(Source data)
┏━━

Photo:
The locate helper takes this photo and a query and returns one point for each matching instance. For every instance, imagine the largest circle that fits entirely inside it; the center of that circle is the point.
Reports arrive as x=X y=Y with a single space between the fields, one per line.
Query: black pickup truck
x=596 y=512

┗━━

Please return exactly the lines from the opening line of the data above through the line with "The locate helper", both included and nothing else.

--- SOLUTION FOR THIS TASK ---
Photo:
The locate helper takes this photo and a query and returns one point for each matching instance. For every instance, imagine the largest circle that fits entirely inside it; the center of that circle is the point.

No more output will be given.